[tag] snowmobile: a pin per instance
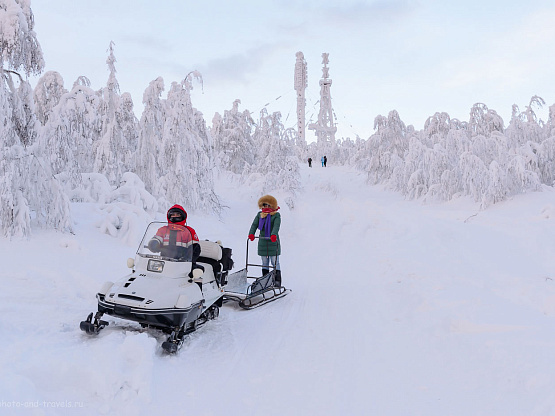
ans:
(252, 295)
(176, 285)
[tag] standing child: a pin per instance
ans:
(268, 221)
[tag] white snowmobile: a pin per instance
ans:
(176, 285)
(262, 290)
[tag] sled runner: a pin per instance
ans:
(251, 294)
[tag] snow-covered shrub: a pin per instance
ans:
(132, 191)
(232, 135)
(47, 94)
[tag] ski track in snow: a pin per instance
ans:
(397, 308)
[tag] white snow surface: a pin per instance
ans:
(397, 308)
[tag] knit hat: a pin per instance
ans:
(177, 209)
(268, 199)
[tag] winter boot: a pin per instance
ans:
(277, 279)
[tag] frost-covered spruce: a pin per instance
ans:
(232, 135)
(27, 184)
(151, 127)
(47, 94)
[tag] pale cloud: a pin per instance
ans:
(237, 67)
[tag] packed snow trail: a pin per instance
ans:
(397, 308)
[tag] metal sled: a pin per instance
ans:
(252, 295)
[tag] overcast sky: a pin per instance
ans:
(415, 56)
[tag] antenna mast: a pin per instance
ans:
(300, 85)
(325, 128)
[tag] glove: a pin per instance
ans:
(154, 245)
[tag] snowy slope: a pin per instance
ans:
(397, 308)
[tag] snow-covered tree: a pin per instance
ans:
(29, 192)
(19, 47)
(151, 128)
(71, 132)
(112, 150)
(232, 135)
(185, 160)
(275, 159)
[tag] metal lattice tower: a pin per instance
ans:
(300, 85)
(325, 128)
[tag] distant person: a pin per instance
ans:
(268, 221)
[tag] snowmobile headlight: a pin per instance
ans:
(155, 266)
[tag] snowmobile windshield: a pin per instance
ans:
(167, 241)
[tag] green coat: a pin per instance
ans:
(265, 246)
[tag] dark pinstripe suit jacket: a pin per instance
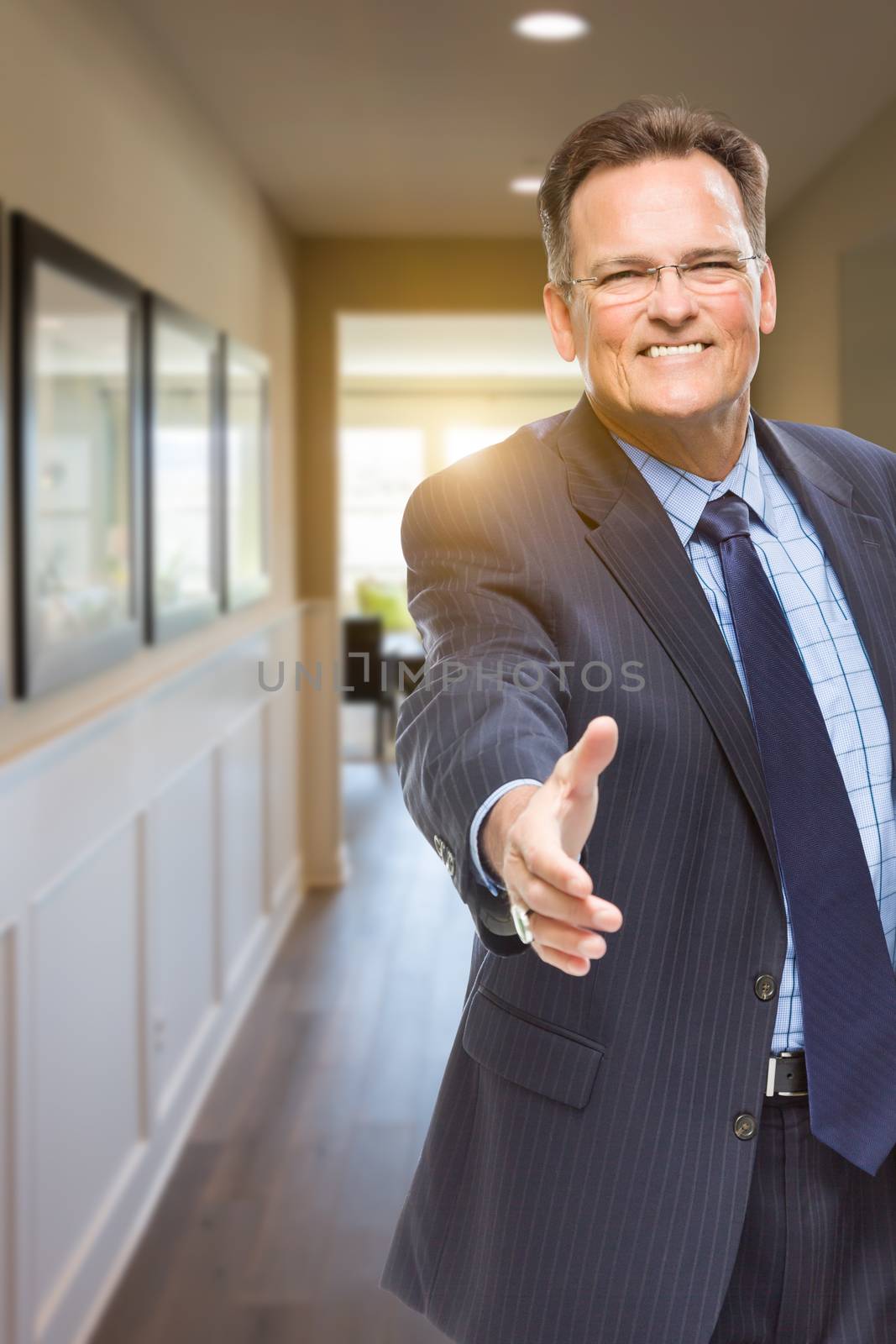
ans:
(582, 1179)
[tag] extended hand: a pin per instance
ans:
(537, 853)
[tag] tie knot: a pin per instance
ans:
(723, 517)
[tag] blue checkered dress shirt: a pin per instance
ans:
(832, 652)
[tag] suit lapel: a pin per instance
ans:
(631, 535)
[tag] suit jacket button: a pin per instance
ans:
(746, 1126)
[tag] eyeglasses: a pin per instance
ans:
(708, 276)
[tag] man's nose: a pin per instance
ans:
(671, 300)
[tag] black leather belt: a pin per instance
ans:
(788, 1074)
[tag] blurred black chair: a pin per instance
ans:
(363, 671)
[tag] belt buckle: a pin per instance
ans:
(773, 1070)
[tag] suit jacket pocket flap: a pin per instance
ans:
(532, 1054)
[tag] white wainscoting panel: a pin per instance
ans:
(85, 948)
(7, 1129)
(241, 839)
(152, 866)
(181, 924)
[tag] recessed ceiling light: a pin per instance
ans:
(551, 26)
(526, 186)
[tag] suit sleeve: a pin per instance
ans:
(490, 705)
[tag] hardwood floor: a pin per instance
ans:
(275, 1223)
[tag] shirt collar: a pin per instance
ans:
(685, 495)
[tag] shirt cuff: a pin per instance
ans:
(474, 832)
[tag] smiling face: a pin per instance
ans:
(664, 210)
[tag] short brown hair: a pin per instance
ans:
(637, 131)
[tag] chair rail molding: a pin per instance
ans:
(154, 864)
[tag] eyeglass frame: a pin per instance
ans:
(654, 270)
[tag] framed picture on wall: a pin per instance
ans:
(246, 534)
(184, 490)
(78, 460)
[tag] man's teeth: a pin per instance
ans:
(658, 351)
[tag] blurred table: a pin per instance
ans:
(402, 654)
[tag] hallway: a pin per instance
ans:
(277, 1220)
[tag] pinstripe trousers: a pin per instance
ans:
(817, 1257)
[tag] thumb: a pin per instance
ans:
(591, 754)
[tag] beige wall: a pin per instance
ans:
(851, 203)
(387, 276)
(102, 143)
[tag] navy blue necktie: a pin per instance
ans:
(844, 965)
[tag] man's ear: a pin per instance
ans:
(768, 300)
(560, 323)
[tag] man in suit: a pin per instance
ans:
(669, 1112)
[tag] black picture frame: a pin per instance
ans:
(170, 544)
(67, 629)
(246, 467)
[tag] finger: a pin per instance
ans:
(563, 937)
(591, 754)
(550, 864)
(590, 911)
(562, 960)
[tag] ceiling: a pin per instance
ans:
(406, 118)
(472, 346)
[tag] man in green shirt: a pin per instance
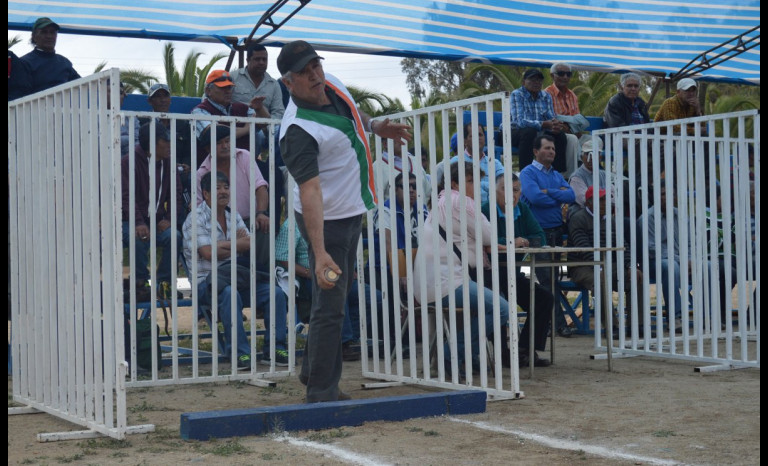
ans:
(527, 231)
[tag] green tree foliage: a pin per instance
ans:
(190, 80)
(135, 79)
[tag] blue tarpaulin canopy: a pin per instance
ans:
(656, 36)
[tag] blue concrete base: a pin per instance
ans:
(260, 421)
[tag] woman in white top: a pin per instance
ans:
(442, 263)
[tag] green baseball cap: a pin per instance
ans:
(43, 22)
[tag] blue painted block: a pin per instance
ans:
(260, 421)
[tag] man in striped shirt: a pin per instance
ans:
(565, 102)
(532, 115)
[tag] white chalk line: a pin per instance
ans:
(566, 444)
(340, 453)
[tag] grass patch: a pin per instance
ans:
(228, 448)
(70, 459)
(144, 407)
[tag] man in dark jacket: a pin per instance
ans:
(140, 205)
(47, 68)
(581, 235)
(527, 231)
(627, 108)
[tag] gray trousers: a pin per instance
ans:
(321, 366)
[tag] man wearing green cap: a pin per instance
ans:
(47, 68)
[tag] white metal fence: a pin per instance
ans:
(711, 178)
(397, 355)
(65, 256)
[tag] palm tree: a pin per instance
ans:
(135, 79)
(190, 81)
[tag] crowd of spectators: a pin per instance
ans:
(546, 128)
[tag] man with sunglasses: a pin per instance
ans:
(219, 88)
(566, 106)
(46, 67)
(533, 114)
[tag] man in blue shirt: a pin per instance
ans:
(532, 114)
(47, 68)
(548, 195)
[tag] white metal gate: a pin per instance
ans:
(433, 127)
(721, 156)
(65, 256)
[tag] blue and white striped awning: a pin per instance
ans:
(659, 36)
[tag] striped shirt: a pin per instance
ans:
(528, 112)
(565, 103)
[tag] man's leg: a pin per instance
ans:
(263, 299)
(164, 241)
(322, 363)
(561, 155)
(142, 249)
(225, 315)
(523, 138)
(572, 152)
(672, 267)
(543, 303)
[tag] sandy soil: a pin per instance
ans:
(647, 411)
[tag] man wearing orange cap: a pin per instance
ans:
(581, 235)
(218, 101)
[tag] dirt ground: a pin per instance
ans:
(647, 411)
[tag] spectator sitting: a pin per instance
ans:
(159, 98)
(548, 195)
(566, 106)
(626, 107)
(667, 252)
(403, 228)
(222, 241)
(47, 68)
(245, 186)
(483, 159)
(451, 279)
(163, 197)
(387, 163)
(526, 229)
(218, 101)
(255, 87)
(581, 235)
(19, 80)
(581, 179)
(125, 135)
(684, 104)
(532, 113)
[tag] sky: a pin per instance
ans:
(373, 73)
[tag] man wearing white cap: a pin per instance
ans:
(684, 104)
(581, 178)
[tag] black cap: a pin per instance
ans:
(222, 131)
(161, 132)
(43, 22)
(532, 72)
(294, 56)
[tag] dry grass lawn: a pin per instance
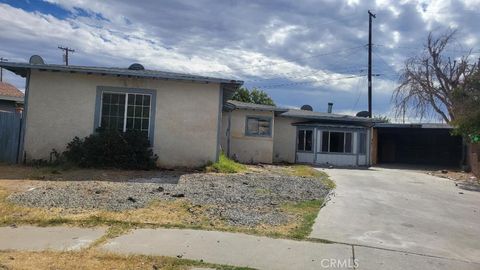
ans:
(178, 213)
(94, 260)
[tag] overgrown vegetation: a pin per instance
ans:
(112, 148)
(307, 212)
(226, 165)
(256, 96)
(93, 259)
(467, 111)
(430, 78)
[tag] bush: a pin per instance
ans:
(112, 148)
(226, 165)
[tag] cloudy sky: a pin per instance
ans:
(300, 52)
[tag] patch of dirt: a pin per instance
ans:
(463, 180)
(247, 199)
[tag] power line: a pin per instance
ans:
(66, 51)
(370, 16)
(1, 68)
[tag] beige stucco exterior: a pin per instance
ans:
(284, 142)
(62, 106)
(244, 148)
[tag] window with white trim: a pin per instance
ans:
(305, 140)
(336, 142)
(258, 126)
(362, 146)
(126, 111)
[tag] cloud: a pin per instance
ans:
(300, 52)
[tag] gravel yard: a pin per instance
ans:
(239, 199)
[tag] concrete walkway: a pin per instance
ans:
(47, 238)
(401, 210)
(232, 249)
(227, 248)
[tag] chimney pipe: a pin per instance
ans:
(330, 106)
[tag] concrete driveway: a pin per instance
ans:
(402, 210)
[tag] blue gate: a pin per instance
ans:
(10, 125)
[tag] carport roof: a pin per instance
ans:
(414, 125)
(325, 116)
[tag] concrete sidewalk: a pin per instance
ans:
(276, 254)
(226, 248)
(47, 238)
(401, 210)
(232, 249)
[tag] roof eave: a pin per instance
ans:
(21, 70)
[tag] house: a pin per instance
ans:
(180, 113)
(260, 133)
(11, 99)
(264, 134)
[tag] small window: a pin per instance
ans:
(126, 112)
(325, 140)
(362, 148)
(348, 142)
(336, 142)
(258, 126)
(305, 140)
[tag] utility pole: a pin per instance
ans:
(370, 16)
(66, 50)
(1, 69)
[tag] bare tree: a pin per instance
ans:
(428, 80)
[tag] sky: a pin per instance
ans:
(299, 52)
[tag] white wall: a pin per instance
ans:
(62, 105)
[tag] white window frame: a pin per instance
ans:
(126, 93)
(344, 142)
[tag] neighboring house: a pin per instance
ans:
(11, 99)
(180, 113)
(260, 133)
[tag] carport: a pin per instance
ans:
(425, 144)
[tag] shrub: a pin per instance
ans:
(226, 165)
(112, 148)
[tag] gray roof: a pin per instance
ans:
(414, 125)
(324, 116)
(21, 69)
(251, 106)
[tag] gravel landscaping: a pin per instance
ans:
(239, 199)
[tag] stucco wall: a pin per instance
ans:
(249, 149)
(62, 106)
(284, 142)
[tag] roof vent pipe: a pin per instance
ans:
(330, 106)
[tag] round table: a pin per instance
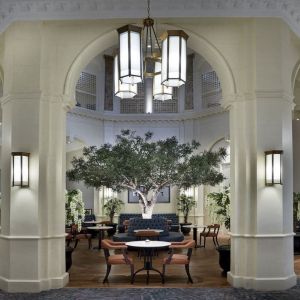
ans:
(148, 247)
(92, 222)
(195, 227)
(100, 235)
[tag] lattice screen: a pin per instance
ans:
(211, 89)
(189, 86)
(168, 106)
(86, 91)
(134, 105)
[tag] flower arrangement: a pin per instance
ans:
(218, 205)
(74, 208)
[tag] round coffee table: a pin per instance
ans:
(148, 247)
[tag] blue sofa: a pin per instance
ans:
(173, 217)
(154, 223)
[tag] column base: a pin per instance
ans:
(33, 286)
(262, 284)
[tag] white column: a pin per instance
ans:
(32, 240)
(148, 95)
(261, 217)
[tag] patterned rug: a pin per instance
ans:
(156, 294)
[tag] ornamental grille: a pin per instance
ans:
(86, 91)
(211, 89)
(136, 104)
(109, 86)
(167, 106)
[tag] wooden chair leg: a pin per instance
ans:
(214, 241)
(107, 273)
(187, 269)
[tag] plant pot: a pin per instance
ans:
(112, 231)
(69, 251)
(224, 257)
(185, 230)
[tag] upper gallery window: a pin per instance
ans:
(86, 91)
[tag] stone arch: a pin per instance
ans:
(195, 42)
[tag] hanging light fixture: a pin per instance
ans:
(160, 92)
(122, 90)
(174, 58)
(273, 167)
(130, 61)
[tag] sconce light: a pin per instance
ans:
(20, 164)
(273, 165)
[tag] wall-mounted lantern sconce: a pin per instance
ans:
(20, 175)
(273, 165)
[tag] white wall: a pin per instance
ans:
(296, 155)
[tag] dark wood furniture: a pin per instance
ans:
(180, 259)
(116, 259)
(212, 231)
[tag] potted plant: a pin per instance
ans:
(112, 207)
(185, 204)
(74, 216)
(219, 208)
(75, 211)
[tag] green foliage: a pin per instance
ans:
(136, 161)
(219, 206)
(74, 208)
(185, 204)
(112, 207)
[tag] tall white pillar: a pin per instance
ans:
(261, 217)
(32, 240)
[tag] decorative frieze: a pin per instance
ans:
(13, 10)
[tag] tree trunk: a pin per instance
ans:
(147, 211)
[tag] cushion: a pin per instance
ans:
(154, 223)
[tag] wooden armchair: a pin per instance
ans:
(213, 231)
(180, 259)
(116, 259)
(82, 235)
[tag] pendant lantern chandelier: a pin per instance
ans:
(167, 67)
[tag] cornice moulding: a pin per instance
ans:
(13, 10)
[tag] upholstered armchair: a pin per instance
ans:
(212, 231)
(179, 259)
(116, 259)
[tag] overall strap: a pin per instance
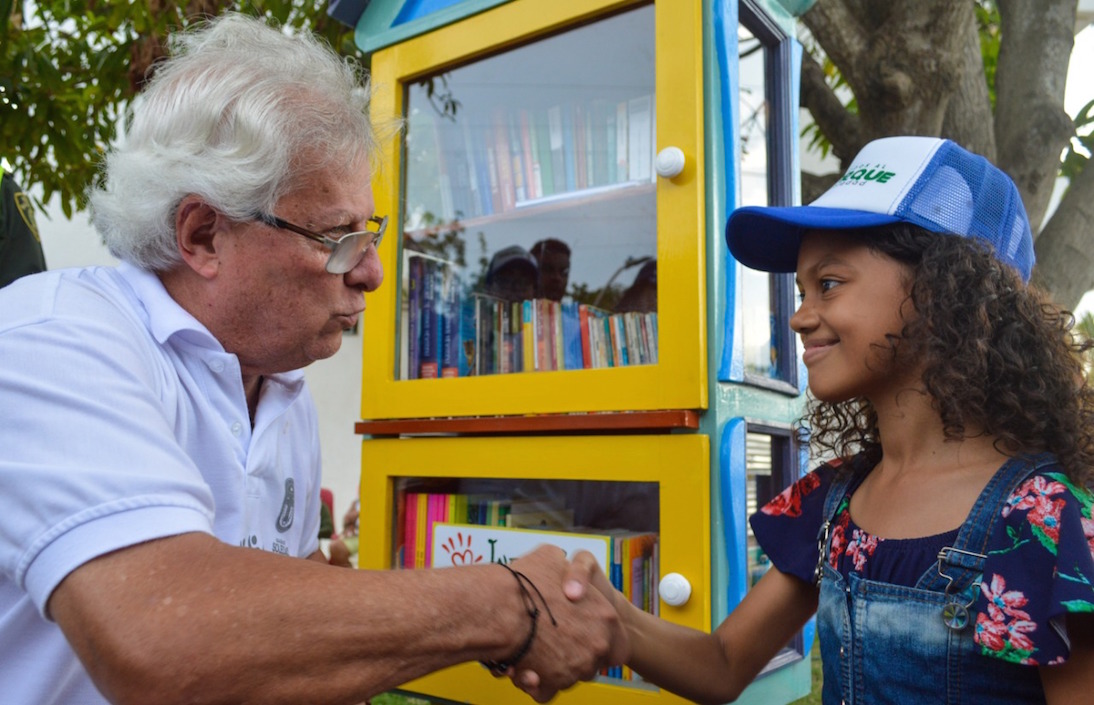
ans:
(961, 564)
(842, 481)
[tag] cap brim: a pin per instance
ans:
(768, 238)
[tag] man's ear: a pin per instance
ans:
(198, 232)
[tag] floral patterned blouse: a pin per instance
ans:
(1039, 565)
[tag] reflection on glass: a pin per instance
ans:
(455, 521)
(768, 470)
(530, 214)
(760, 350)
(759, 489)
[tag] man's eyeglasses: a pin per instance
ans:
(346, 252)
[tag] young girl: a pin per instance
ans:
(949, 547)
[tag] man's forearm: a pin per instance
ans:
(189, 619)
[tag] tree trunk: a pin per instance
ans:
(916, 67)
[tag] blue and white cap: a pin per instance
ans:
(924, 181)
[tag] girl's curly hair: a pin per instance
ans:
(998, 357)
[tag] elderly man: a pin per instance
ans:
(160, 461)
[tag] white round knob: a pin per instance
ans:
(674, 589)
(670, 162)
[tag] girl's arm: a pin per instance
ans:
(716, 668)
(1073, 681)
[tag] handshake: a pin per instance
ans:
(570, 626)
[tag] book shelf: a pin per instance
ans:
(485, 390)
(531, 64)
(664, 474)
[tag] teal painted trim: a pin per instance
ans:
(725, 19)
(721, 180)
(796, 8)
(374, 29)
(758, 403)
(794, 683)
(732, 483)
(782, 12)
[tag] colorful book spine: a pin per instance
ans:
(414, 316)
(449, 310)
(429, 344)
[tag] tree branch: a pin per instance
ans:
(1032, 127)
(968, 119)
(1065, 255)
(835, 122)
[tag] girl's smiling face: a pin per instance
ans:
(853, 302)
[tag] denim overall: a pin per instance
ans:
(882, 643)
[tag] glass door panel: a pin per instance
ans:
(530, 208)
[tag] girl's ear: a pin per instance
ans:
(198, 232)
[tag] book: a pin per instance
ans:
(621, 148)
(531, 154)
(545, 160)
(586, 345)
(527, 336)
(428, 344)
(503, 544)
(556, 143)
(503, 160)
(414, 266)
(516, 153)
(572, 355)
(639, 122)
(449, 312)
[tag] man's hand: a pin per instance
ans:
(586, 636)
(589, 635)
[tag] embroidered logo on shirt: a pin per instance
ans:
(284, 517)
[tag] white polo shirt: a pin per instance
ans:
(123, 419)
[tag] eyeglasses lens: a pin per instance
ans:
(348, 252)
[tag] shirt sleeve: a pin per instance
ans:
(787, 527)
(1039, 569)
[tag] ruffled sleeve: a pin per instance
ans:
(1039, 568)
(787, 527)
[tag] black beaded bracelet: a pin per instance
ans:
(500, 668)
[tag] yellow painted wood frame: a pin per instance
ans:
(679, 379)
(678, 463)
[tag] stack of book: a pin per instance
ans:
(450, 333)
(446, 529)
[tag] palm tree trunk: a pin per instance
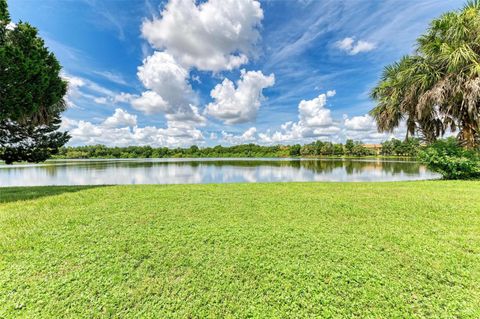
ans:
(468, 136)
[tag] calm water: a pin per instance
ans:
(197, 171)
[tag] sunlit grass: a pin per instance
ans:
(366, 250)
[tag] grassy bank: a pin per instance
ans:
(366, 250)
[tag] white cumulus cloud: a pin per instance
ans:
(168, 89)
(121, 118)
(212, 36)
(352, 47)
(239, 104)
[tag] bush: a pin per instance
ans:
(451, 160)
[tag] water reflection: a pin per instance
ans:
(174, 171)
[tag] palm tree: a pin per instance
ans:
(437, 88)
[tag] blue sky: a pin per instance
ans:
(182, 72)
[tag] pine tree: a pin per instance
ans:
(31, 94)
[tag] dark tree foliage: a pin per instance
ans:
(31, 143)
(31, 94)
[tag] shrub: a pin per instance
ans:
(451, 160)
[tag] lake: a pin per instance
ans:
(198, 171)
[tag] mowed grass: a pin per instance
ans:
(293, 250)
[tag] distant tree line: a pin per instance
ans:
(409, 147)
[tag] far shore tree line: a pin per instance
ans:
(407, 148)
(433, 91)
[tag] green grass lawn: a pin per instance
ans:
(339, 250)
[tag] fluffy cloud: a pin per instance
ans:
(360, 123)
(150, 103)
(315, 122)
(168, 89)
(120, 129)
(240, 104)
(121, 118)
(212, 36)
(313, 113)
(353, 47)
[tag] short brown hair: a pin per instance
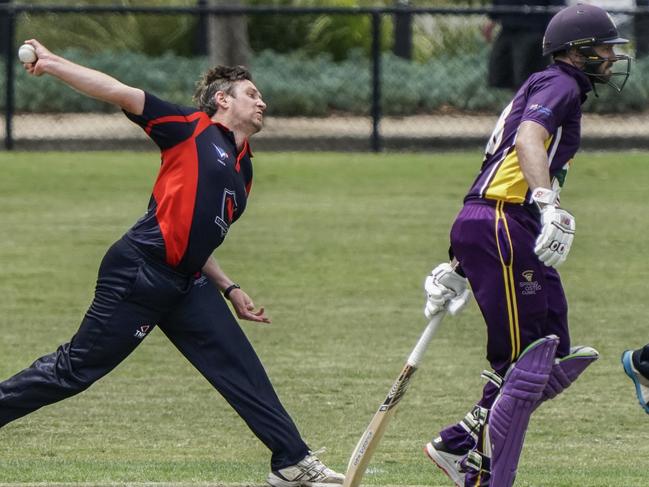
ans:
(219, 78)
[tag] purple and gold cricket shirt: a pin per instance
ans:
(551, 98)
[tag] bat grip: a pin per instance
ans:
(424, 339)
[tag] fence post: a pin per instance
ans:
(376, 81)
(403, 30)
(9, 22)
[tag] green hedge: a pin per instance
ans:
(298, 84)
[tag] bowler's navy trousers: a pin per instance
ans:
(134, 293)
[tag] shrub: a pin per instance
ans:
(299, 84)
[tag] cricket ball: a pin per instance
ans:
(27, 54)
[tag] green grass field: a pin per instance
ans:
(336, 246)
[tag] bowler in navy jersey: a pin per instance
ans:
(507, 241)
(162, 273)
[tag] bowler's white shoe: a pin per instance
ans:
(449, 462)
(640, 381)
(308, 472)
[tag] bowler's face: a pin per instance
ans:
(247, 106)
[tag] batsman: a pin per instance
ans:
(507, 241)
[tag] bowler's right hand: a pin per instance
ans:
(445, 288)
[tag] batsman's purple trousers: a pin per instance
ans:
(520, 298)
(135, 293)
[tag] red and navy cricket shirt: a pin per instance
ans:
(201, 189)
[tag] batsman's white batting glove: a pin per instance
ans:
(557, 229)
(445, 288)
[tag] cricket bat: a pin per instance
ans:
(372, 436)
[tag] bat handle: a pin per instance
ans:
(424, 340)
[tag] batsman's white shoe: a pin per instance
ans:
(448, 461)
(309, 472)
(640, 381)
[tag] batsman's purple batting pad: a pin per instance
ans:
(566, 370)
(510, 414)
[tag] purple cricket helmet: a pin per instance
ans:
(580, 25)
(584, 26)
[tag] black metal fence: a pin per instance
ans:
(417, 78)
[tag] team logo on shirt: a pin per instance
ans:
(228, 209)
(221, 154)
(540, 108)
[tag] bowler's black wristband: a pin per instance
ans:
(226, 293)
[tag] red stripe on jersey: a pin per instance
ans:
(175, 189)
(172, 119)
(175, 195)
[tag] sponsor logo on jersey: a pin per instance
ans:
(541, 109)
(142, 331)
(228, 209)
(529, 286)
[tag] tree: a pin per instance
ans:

_ _ _ _ _ _ _

What needs to be done
Repeat word for word each line from the one with "[tag] bowler's face: a pin per instance" to the end of the records above, inclusive.

Output of the exercise
[tag] bowler's face: a pin per instance
ans:
(247, 106)
[tag] batsman: a pin per instance
ans:
(507, 241)
[tag] bowler's right hand: a pin per instance
ans:
(445, 288)
[tag] batsman's purple trousers: a pin per instance
ans:
(520, 298)
(135, 293)
[tag] red and navy cricket shirt: a pin per instance
ans:
(201, 189)
[tag] batsman's white batting glove: a pin per instance
ans:
(557, 229)
(445, 288)
[tag] cricket bat: a pin per instance
ans:
(372, 436)
[tag] bat handle: a pin per instance
ans:
(424, 340)
[tag] batsman's white shoe: a pin per instance
ans:
(448, 461)
(309, 472)
(640, 381)
[tag] batsman's purple batting pad: a pin per instance
ans:
(566, 370)
(510, 414)
[tag] purple cricket helmet: a pin per instance
ans:
(580, 25)
(584, 26)
[tag] black metal fence: a pin per instance
ans:
(417, 78)
[tag] team logo on shirt: a pin per instance
ans:
(228, 209)
(221, 154)
(540, 108)
[tag] bowler's black wristband: a pin per instance
ans:
(226, 293)
[tag] red stripe on jersey: a pin per instance
ans:
(175, 189)
(172, 119)
(175, 195)
[tag] sponsor logo on jersey: a pin per instance
ans:
(541, 109)
(142, 331)
(228, 209)
(529, 286)
[tag] tree: a pin per instance
ans:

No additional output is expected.